• **BRIEF**
In the stretch from the line containing "downspout in the photo above." through the end of the entries, change "evergreen tree" to "conifer". Write that stretch out again with nothing else altered.

• **A run of entries**
━━━━━━━━━━━━━━━━
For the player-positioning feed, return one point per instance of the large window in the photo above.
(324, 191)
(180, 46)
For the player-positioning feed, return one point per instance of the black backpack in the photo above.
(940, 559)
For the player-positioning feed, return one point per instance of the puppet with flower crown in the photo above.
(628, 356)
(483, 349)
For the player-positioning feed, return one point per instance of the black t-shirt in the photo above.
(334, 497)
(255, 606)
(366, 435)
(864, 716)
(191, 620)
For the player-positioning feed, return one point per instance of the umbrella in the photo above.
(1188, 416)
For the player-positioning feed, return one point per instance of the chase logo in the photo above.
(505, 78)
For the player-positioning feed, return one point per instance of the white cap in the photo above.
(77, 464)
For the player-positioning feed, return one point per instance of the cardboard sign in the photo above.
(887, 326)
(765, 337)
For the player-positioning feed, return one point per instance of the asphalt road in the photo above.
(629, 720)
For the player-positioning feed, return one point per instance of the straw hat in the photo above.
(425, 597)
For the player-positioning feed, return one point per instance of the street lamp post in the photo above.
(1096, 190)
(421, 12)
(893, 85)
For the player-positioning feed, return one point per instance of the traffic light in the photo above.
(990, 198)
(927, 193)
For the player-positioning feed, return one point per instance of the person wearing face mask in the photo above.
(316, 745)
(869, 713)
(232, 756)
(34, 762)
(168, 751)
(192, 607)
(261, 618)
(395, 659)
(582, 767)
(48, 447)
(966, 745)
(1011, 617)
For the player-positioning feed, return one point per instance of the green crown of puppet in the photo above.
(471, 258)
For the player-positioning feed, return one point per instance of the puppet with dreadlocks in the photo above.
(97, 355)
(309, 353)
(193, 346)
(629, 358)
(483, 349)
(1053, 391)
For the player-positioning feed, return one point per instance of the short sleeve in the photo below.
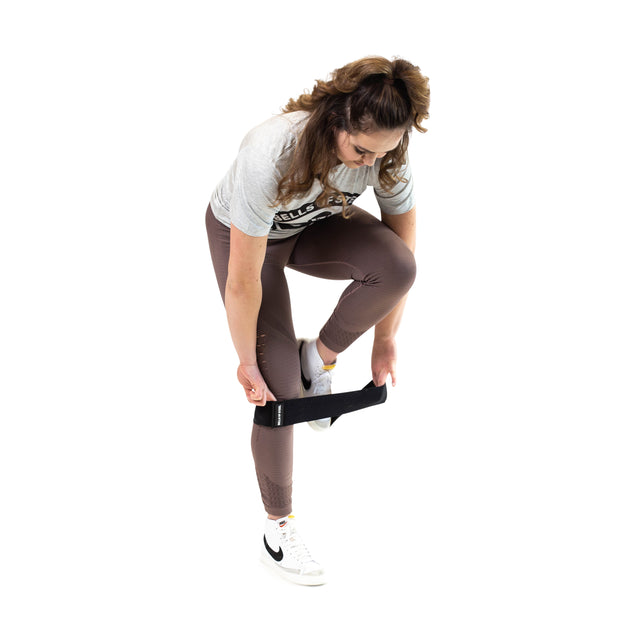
(255, 187)
(401, 198)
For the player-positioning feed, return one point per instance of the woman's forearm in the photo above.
(242, 303)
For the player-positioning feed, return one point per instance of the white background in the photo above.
(494, 495)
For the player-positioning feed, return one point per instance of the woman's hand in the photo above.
(383, 361)
(255, 388)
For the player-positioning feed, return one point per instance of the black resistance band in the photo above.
(283, 412)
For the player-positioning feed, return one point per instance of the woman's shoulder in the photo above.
(277, 134)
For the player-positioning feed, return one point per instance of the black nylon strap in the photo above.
(283, 412)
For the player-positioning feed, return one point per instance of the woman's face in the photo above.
(358, 149)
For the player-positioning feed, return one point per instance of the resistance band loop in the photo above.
(283, 412)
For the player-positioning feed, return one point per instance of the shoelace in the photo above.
(297, 547)
(323, 382)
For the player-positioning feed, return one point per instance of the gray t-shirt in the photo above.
(246, 194)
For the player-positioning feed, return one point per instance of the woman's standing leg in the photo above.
(277, 356)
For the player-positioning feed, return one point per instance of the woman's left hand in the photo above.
(383, 361)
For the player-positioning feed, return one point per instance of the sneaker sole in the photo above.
(296, 578)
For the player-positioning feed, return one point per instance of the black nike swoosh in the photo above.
(276, 556)
(306, 383)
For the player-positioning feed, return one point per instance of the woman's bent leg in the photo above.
(364, 250)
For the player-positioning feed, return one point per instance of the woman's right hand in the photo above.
(255, 388)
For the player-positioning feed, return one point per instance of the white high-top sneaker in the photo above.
(284, 552)
(315, 377)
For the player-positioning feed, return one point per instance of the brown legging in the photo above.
(359, 248)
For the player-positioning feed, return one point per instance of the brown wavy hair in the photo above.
(365, 96)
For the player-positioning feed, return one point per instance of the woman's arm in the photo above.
(243, 297)
(383, 357)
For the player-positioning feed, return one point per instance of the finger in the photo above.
(270, 395)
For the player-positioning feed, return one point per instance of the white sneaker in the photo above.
(315, 377)
(284, 552)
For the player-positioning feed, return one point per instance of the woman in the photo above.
(287, 201)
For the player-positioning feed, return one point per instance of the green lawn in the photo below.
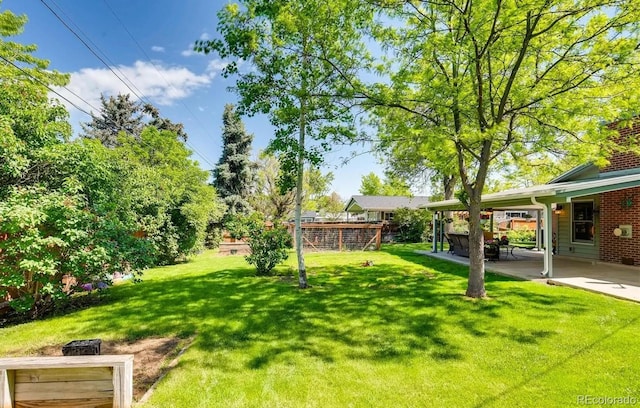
(396, 334)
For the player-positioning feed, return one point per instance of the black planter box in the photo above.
(82, 348)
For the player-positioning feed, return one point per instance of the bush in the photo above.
(269, 247)
(47, 235)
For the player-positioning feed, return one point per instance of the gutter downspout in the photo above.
(548, 238)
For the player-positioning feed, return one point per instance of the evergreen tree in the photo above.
(233, 176)
(121, 114)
━━━━━━━━━━━━━━━━
• **RESULT BELOW**
For the player-positioning feed, return one point per instance of the gutter downspout in the photo above.
(548, 238)
For the player-positioning feed, return one point per instance of the conifer in the photo above.
(233, 176)
(121, 114)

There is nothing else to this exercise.